━━━━━ TEXTAUSZUG

Ob Markus Söder will, weiß ich nicht. Er weiß, dass es ein Bayer auf Bundesebene schwer hat. Außerdem sind auch die Kommunalwahlen nicht so gelaufen, wie es sich die CSU gewünscht hatte. Jens Spahn hat auf jeden Fall Boden gewonnen und wirkt wesentlich souveräner als Armin Laschet. Laschet kommt nicht gut an, weil er erst zögerlich und dann überreagierte.

"Wenn wir die Krise gut bewältigen und Markus Söder sich als Krisenmanager profiliert, dann wird er es machen"

Worauf wartet Markus Söder?

Er will gerufen werden. Er weiß, dass Franz-Josef Strauß und Edmund Stoiber zweimal gescheitert sind. Das sind warnende Beispiele für ihn. Im Moment ist er der beliebteste Politiker, weil er als erster entschlossen aufgetreten ist. Wenn die CDU Armin Laschet und nicht Jens Spahn als Kanzlerkandidat der CDU nominiert und die Umfragewerte für Söder gut sind, dann kann ich mir vorstellen, dass er antritt.

Wenn wir die Krise gut bewältigen und Markus Söder sich als Krisenmanager profiliert und daher gute Umfragewerte erhält, dann wird er es machen. Unter normalen Umständen hätte er es nicht gemacht.

Wie wichtig sind die Beliebtheitswerte für die Kanzlerfrage?

Die CDU hat immer noch den Anspruch, den Kanzler zu stellen. Das ist sehr wichtig für sie, dass ihr Kanzlerkandidat beliebt ist. Wenn Markus Söder deutlich beliebter in den Umfragen ist als beispielsweise Armin Laschet, dann werden viele in den Unionsparteien sagen: "Wir nehmen den, der uns am meisten hilft."

"Es wird auch wieder Stimmen geben, die sagen, dass der Shutdown eine Überreaktion war"

━━━━━━━━━━
━━━━━ DATENSÄTZE

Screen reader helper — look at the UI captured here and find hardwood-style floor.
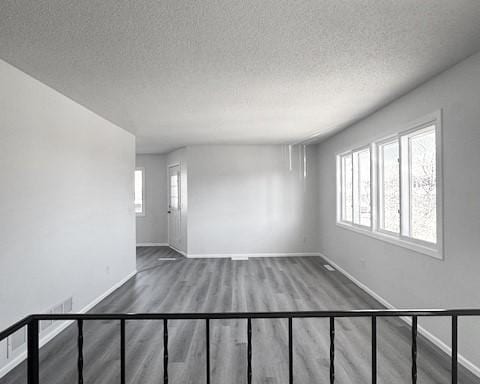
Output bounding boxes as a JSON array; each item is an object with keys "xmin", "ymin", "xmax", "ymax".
[{"xmin": 0, "ymin": 247, "xmax": 479, "ymax": 384}]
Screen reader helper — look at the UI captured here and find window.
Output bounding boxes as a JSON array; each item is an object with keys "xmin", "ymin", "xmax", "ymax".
[
  {"xmin": 402, "ymin": 126, "xmax": 437, "ymax": 243},
  {"xmin": 378, "ymin": 139, "xmax": 400, "ymax": 233},
  {"xmin": 340, "ymin": 148, "xmax": 371, "ymax": 227},
  {"xmin": 170, "ymin": 173, "xmax": 179, "ymax": 209},
  {"xmin": 337, "ymin": 112, "xmax": 443, "ymax": 257},
  {"xmin": 134, "ymin": 168, "xmax": 145, "ymax": 216}
]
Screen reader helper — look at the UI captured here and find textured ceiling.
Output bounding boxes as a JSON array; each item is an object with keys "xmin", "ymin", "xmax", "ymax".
[{"xmin": 0, "ymin": 0, "xmax": 480, "ymax": 153}]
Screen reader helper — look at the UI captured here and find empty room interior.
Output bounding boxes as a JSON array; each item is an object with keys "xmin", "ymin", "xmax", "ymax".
[{"xmin": 0, "ymin": 0, "xmax": 480, "ymax": 384}]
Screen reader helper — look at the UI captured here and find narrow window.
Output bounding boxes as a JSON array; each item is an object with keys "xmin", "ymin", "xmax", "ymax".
[
  {"xmin": 170, "ymin": 173, "xmax": 179, "ymax": 209},
  {"xmin": 402, "ymin": 126, "xmax": 437, "ymax": 243},
  {"xmin": 378, "ymin": 139, "xmax": 400, "ymax": 234},
  {"xmin": 341, "ymin": 153, "xmax": 353, "ymax": 223},
  {"xmin": 134, "ymin": 168, "xmax": 145, "ymax": 216},
  {"xmin": 353, "ymin": 148, "xmax": 371, "ymax": 227}
]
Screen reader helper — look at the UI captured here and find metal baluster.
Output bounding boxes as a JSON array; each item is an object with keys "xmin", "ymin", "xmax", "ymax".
[
  {"xmin": 330, "ymin": 317, "xmax": 335, "ymax": 384},
  {"xmin": 412, "ymin": 316, "xmax": 417, "ymax": 384},
  {"xmin": 163, "ymin": 319, "xmax": 168, "ymax": 384},
  {"xmin": 27, "ymin": 320, "xmax": 40, "ymax": 384},
  {"xmin": 77, "ymin": 319, "xmax": 83, "ymax": 384},
  {"xmin": 288, "ymin": 317, "xmax": 293, "ymax": 384},
  {"xmin": 247, "ymin": 318, "xmax": 252, "ymax": 384},
  {"xmin": 120, "ymin": 319, "xmax": 126, "ymax": 384},
  {"xmin": 205, "ymin": 319, "xmax": 210, "ymax": 384},
  {"xmin": 372, "ymin": 316, "xmax": 377, "ymax": 384},
  {"xmin": 452, "ymin": 316, "xmax": 458, "ymax": 384}
]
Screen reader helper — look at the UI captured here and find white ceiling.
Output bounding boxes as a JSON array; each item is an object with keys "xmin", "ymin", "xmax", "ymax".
[{"xmin": 0, "ymin": 0, "xmax": 480, "ymax": 153}]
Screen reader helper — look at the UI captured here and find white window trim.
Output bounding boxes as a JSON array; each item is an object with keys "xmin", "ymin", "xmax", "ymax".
[
  {"xmin": 133, "ymin": 167, "xmax": 147, "ymax": 217},
  {"xmin": 336, "ymin": 110, "xmax": 444, "ymax": 260}
]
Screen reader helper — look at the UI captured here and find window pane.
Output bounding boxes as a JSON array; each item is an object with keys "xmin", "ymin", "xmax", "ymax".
[
  {"xmin": 356, "ymin": 149, "xmax": 371, "ymax": 227},
  {"xmin": 170, "ymin": 174, "xmax": 178, "ymax": 209},
  {"xmin": 409, "ymin": 127, "xmax": 437, "ymax": 243},
  {"xmin": 342, "ymin": 154, "xmax": 353, "ymax": 222},
  {"xmin": 380, "ymin": 141, "xmax": 400, "ymax": 233},
  {"xmin": 135, "ymin": 169, "xmax": 143, "ymax": 213}
]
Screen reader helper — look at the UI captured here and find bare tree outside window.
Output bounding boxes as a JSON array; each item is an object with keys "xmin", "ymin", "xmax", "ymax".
[{"xmin": 409, "ymin": 130, "xmax": 437, "ymax": 243}]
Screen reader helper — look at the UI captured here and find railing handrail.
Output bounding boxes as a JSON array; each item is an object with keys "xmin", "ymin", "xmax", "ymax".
[
  {"xmin": 0, "ymin": 308, "xmax": 480, "ymax": 341},
  {"xmin": 0, "ymin": 309, "xmax": 472, "ymax": 384},
  {"xmin": 0, "ymin": 315, "xmax": 32, "ymax": 341}
]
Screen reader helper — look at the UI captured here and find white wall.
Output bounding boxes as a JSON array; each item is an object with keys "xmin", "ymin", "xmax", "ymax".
[
  {"xmin": 187, "ymin": 145, "xmax": 317, "ymax": 256},
  {"xmin": 136, "ymin": 155, "xmax": 168, "ymax": 244},
  {"xmin": 317, "ymin": 54, "xmax": 480, "ymax": 366},
  {"xmin": 0, "ymin": 61, "xmax": 135, "ymax": 368},
  {"xmin": 165, "ymin": 147, "xmax": 190, "ymax": 253}
]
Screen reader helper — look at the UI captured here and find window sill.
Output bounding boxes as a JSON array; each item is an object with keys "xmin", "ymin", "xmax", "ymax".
[{"xmin": 337, "ymin": 221, "xmax": 443, "ymax": 260}]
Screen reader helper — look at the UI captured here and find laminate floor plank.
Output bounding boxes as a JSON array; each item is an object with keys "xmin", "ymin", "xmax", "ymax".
[{"xmin": 0, "ymin": 247, "xmax": 480, "ymax": 384}]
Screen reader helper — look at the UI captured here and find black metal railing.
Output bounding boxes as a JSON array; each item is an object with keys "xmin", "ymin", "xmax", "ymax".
[{"xmin": 0, "ymin": 309, "xmax": 480, "ymax": 384}]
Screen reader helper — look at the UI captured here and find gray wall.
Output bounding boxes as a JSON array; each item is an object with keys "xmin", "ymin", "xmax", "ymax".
[
  {"xmin": 187, "ymin": 145, "xmax": 317, "ymax": 256},
  {"xmin": 136, "ymin": 155, "xmax": 168, "ymax": 244},
  {"xmin": 317, "ymin": 54, "xmax": 480, "ymax": 366},
  {"xmin": 0, "ymin": 61, "xmax": 136, "ymax": 364}
]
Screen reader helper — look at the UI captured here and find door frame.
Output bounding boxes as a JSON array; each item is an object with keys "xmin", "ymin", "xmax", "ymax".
[{"xmin": 167, "ymin": 162, "xmax": 183, "ymax": 251}]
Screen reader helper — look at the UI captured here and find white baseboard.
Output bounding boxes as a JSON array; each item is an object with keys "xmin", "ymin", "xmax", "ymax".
[
  {"xmin": 167, "ymin": 244, "xmax": 188, "ymax": 257},
  {"xmin": 137, "ymin": 242, "xmax": 168, "ymax": 247},
  {"xmin": 0, "ymin": 270, "xmax": 137, "ymax": 379},
  {"xmin": 319, "ymin": 253, "xmax": 480, "ymax": 377},
  {"xmin": 187, "ymin": 252, "xmax": 320, "ymax": 259}
]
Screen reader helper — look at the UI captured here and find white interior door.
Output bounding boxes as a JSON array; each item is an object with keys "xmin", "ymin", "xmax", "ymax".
[{"xmin": 168, "ymin": 165, "xmax": 182, "ymax": 249}]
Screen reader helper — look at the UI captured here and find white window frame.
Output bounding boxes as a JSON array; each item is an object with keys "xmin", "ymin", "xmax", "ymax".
[
  {"xmin": 336, "ymin": 110, "xmax": 444, "ymax": 260},
  {"xmin": 133, "ymin": 167, "xmax": 146, "ymax": 217}
]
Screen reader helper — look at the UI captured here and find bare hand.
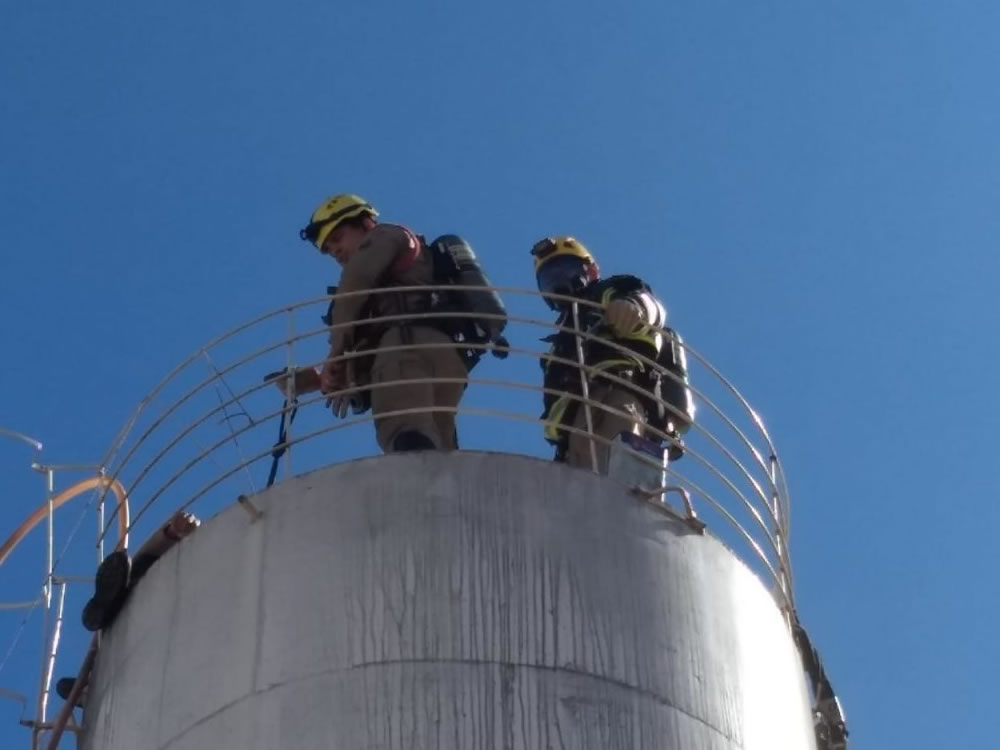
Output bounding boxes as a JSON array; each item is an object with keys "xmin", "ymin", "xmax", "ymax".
[
  {"xmin": 163, "ymin": 510, "xmax": 201, "ymax": 539},
  {"xmin": 604, "ymin": 299, "xmax": 643, "ymax": 336}
]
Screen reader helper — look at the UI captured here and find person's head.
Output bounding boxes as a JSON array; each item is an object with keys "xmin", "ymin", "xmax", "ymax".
[
  {"xmin": 299, "ymin": 193, "xmax": 378, "ymax": 265},
  {"xmin": 531, "ymin": 237, "xmax": 601, "ymax": 310}
]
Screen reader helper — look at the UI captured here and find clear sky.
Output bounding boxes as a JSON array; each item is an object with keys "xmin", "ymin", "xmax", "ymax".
[{"xmin": 0, "ymin": 0, "xmax": 1000, "ymax": 750}]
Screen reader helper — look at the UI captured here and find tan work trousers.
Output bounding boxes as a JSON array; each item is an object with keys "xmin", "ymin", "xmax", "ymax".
[
  {"xmin": 566, "ymin": 380, "xmax": 646, "ymax": 474},
  {"xmin": 372, "ymin": 326, "xmax": 468, "ymax": 453}
]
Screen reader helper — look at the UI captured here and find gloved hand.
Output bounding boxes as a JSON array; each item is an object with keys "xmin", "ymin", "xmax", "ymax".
[
  {"xmin": 319, "ymin": 351, "xmax": 347, "ymax": 400},
  {"xmin": 326, "ymin": 393, "xmax": 351, "ymax": 419},
  {"xmin": 604, "ymin": 299, "xmax": 643, "ymax": 336},
  {"xmin": 490, "ymin": 336, "xmax": 510, "ymax": 359}
]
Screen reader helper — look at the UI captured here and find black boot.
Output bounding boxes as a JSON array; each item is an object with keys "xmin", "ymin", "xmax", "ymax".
[
  {"xmin": 56, "ymin": 677, "xmax": 86, "ymax": 708},
  {"xmin": 82, "ymin": 550, "xmax": 132, "ymax": 632},
  {"xmin": 392, "ymin": 430, "xmax": 436, "ymax": 453}
]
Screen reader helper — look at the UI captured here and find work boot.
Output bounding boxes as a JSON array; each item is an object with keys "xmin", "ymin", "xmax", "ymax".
[
  {"xmin": 392, "ymin": 430, "xmax": 437, "ymax": 453},
  {"xmin": 82, "ymin": 550, "xmax": 132, "ymax": 633}
]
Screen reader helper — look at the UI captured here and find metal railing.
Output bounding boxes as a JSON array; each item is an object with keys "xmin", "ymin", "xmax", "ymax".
[
  {"xmin": 0, "ymin": 286, "xmax": 794, "ymax": 748},
  {"xmin": 92, "ymin": 287, "xmax": 793, "ymax": 609}
]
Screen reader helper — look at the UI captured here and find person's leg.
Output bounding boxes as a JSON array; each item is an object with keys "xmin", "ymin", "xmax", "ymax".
[
  {"xmin": 566, "ymin": 381, "xmax": 645, "ymax": 474},
  {"xmin": 372, "ymin": 328, "xmax": 442, "ymax": 453},
  {"xmin": 418, "ymin": 328, "xmax": 469, "ymax": 450}
]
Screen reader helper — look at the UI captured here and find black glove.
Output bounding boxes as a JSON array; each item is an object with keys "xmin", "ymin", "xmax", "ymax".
[{"xmin": 490, "ymin": 336, "xmax": 510, "ymax": 359}]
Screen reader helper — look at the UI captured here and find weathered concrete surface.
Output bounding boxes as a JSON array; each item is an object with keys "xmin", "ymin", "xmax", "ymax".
[{"xmin": 82, "ymin": 452, "xmax": 814, "ymax": 750}]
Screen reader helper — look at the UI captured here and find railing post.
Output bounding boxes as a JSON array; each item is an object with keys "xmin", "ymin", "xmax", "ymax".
[
  {"xmin": 573, "ymin": 300, "xmax": 599, "ymax": 474},
  {"xmin": 768, "ymin": 453, "xmax": 792, "ymax": 608},
  {"xmin": 281, "ymin": 307, "xmax": 297, "ymax": 479}
]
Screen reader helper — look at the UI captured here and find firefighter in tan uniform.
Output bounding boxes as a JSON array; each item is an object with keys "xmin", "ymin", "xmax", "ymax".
[{"xmin": 300, "ymin": 194, "xmax": 467, "ymax": 452}]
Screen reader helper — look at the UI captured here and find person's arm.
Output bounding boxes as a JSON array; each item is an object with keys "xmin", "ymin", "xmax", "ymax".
[
  {"xmin": 330, "ymin": 224, "xmax": 416, "ymax": 356},
  {"xmin": 132, "ymin": 510, "xmax": 201, "ymax": 584},
  {"xmin": 604, "ymin": 288, "xmax": 667, "ymax": 336}
]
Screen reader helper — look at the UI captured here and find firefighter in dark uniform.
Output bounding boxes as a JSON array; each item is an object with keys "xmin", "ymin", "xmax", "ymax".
[
  {"xmin": 531, "ymin": 237, "xmax": 666, "ymax": 474},
  {"xmin": 300, "ymin": 194, "xmax": 468, "ymax": 452}
]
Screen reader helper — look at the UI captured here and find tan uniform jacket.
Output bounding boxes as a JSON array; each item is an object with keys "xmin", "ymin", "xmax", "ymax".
[{"xmin": 330, "ymin": 224, "xmax": 434, "ymax": 351}]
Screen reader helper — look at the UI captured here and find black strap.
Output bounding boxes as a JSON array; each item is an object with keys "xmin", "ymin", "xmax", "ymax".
[{"xmin": 267, "ymin": 398, "xmax": 299, "ymax": 487}]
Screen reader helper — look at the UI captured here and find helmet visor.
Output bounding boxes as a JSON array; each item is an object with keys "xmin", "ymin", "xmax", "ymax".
[{"xmin": 535, "ymin": 255, "xmax": 587, "ymax": 308}]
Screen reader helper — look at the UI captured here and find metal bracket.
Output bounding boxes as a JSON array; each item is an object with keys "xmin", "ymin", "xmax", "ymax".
[{"xmin": 629, "ymin": 485, "xmax": 705, "ymax": 534}]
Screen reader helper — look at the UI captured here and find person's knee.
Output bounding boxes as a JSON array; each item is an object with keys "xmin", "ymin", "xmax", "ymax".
[{"xmin": 392, "ymin": 430, "xmax": 437, "ymax": 453}]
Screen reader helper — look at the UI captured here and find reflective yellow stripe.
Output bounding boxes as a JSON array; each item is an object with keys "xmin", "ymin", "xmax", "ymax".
[{"xmin": 545, "ymin": 395, "xmax": 569, "ymax": 442}]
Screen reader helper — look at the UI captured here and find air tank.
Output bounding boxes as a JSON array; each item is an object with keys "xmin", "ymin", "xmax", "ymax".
[{"xmin": 81, "ymin": 452, "xmax": 815, "ymax": 750}]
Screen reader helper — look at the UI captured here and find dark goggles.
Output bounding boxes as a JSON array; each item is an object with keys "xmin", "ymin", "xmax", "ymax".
[
  {"xmin": 535, "ymin": 253, "xmax": 587, "ymax": 308},
  {"xmin": 299, "ymin": 216, "xmax": 337, "ymax": 245},
  {"xmin": 531, "ymin": 237, "xmax": 558, "ymax": 268}
]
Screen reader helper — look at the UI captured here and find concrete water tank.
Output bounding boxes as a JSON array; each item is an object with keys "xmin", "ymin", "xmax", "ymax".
[{"xmin": 81, "ymin": 452, "xmax": 815, "ymax": 750}]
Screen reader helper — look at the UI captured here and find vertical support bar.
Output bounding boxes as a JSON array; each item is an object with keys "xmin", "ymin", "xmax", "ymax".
[
  {"xmin": 767, "ymin": 453, "xmax": 792, "ymax": 615},
  {"xmin": 39, "ymin": 581, "xmax": 66, "ymax": 736},
  {"xmin": 281, "ymin": 308, "xmax": 296, "ymax": 479},
  {"xmin": 31, "ymin": 466, "xmax": 55, "ymax": 750},
  {"xmin": 573, "ymin": 300, "xmax": 599, "ymax": 474},
  {"xmin": 97, "ymin": 466, "xmax": 108, "ymax": 567},
  {"xmin": 45, "ymin": 467, "xmax": 55, "ymax": 609}
]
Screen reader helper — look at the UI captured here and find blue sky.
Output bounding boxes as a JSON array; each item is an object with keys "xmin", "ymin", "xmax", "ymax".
[{"xmin": 0, "ymin": 0, "xmax": 1000, "ymax": 750}]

━━━━━━━━━━

AUFGABENSTELLUNG -
A. Entnimm dem Text über Markus Söder wortgetreu den Abschnitt, der bei den Worten „Ob Markus Söder“ beginnt und nach „wartet Markus Söder?“ endet.
B. Beantworte anhand des Textes über Markus Söder die folgenden Fragen.
(i) Welche beiden Politiker werden als warnende Beispiele für Söder genannt?
(ii) Aus welchem Grund ist Söder im Moment der beliebteste Politiker?
(iii) Was werden viele in den Unionsparteien sagen, wenn Söder in den Umfragen deutlich beliebter ist als beispielsweise Armin Laschet?
C. Liefere die Fortsetzung des Textes über Markus Söder im Anschluss an seinen letzten Satz.

LÖSUNGEN DER REIHE NACH -
A.
Ob Markus Söder will, weiß ich nicht. Er weiß, dass es ein Bayer auf Bundesebene schwer hat. Außerdem sind auch die Kommunalwahlen nicht so gelaufen, wie es sich die CSU gewünscht hatte. Jens Spahn hat auf jeden Fall Boden gewonnen und wirkt wesentlich souveräner als Armin Laschet. Laschet kommt nicht gut an, weil er erst zögerlich und dann überreagierte.

"Wenn wir die Krise gut bewältigen und Markus Söder sich als Krisenmanager profiliert, dann wird er es machen"

Worauf wartet Markus Söder?

B.
(i) Franz-Josef Strauß und Edmund Stoiber
(ii) Weil er als erster entschlossen aufgetreten ist.
(iii) „Wir nehmen den, der uns am meisten hilft.“

C.
Was halten Sie von der Opposition aktuell?

Egal ob Linke, FDP oder Grüne, sie sind völlig unerheblich geworden. Keiner hat eine eigene Meinung. Die Grünen geben Äußerungen von sich, über die man sich wundert. Die Wohlfühlthemen spielen in Krisenzeiten einfach keine Rolle.

Was wäre denn eine gelungene Oppositionsarbeit?

Es bedrückt mich, dass eine Situation entstanden ist, in der niemand mehr die Regierung kritisieren darf. Die Opposition, egal welche Partei, muss auch das Recht haben zu sagen, dass die Regierung Fehler gemacht oder zu schnell reagiert hat. Jetzt traut sich aber keiner, Kritik auszuüben, aus Angst, er würde in eine bestimmte Ecke gestellt werden.

Was denken Sie denn, wie lange das so bleiben wird?

Die Kritik wird kommen in den nächsten Wochen. Je länger die aktuelle Ausnahmesituation andauert, desto lauter werden die Stimmen, die Kritik üben. Es wird auch wieder Stimmen geben, die sagen, dass der Shutdown eine Überreaktion war. Die Regierung steht unter einer hohen Belastung. Die halten den aktuellen Kurs nicht lange durch.